* **Excerpted text**:
↓
- Apple, Microsoft, Amazon, Alphabet and Facebook have lost a combined $1.3 in value since the market peaked on Feb. 19.
- Stocks rose Thursday after plunging Wednesday and haven’t notched gains on consecutive days since Feb. 10-12.
- After initially telling investors that supply chain issues would hurt results, Apple has since closed all its retail stores outside of China until March 27.
On Feb. 19, U.S. stocks closed at a record, led by four tech companies that were each worth comfortably over $1 trillion at the time.
What a difference a month makes.
As of the close of trading on March 19, those four companies Apple, Microsoft, Amazon and Alphabet along with Facebook have lost a combined $1.3 trillion in value since the market peaked. The broader S&P 500, even after gaining 0.5% on Thursday, has plunged by 29% in the past month, as the spread of the COVID-19 coronavirus threatens to send the global economy into a tailspin.
The Seattle area, home to Microsoft and Amazon, and the San Francisco-Silicon Valley corridor, where Apple, Alphabet and Facebook are based, have been two of the hardest-hit areas in the nation in terms of COVID-19 outbreaks. In San Francisco and surrounding counties, residents have been ordered to shelter in place since Tuesday, while schools and businesses across Seattle have closed.
Investors are selling off just about anything and everything in the stock market, with some analysts indicating that a recession is already here.
Hedge fund manager Bill Ackman of Pershing Capital predicted on Wednesday that “hell is coming,” and urged President Trump to shut down the country for 30 days. Tech stocks led the 11-year bull market coming out of the financial crisis and many are now firmly in bear market territory.
Initially, as the coronavirus emerged in China and threatened the supply chains of companies dependent on Chinese manufacturing, hardware providers warned of at least a temporary slowdown. Apple said in mid-February that iPhone supply issues and reduced Chinese demand would hurt quarterly results. In late February, Microsoft said it would miss quarterly guidance, because its “supply chain is returning to normal operations at a slower pace than anticipated”
But with businesses in some of the biggest U.S. markets being forced to shutter and unemployment expected to spike, the COVID-19 crisis is headed straight for consumers’ wallets. Apple said over the weekend that it will close all of its stores outside of Greater China until March 27. Michael Walkley, an analyst at Canaccord Genuity, on Thursday cut his stock price target on Apple to $300 from $345.
“Following last month’s COVID-19 pre-announcement reductions to our estimates, we are further lowering our estimates given expectations for continued soft near-term results given the prolonged impact through at least Q3/F′20 on global smartphone supply and demand,” Walkley wrote. He maintained his buy rating on the stock.
↑
* **Data segment**:
↓
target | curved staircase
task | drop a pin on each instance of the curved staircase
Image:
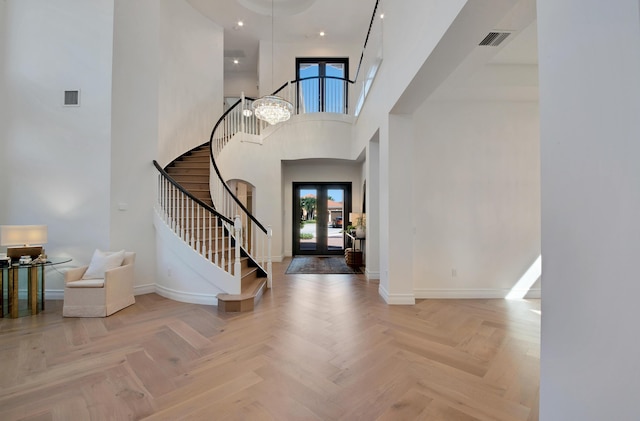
↑
* **List of tasks**:
1 – The article on tech stock losses names the companies that together lost $1.3 trillion in value since the market peaked. List them.
2 – From the article on tech stock losses, copy verbatim the part that opens with the words containing "- Stocks rose" and closes with "at the time.".
3 – Write the next part of the article on tech stock losses, picking up after its final sentence.

* **Task results**:
1 – Apple, Microsoft, Amazon, Alphabet, Facebook

2 –
- Stocks rose Thursday after plunging Wednesday and haven’t notched gains on consecutive days since Feb. 10-12.
- After initially telling investors that supply chain issues would hurt results, Apple has since closed all its retail stores outside of China until March 27.
On Feb. 19, U.S. stocks closed at a record, led by four tech companies that were each worth comfortably over $1 trillion at the time.

3 –
The impact is widespread. Amazon has reported confirmed cases of the coronavirus in warehouses, including one in the U.S., which led to the temporary closure of the facility in New York. The company has also temporarily closed its Prime Pantry delivery service as it faces a surge in orders tied to the coronavirus outbreak.
Google and Facebook, meanwhile, are reliant on online ads, and marketing departments tend to cut their budgets when the economy slows.
Big companies are positioned to recover
However, even as the biggest tech companies suffer with the rest of the market, they’re still generally viewed as sound long-term businesses that will rebound after the pandemic passes. Michael Pachter of Wedbush Securities told clients this week that the firm was adding Amazon and Facebook to its investment committee’s “best ideas list.”
With Amazon, Wedbush expects the e-commerce giant to “gain meaningful market share across a number of verticals in a multitude of countries” because “consumers appear to be spending more of their time and money shopping online in order to avoid crowds” and follow the rules.
And as more people turn to the internet for information about the coronavirus, Facebook is attracting more eyeballs, according to Pachter.
“Given the seemingly unprecedented and unrelenting volume of news related to the global pandemic, the reliance that a large percentage of the world’s population has on Facebook as its primary source of information, and an increasingly-pervasive stay-at-home attitude accentuated in some instances by the government, we believe that many Facebook users have been accessing its properties at meaningfully elevated levels over the last several weeks,” Pachter wrote.
Still, Facebook has led the drop among top tech companies, plunging 30% in the past month, and the overwhelming momentum in the market is downward.
The rally on Thursday helped tech stocks erase some of the losses from the past month of declines, but the market has been unable to sustain multiple days of gains. The S&P 500 hasn’t risen on consecutive days since a three-day gain ended Feb. 12.